Print every entry, word for word, and skip the images.

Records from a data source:
BEGIN

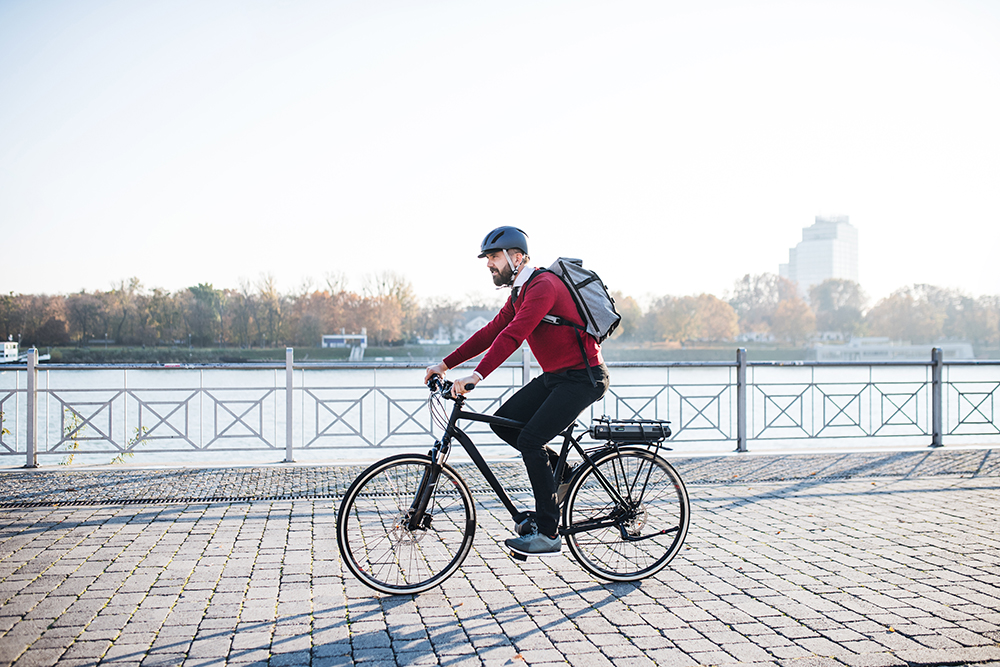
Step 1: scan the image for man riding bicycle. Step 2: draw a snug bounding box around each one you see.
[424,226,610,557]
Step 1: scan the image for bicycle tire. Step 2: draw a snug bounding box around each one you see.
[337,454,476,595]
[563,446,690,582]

END

Solution below:
Step 1: scan the image for man riding bicycle. Step 2: draw a snug bounding box around each one you see.
[424,226,610,557]
Step 1: scan the image for bicycle tire. Step 2: draw a snug bounding box around each one you see.
[337,454,476,595]
[563,446,690,582]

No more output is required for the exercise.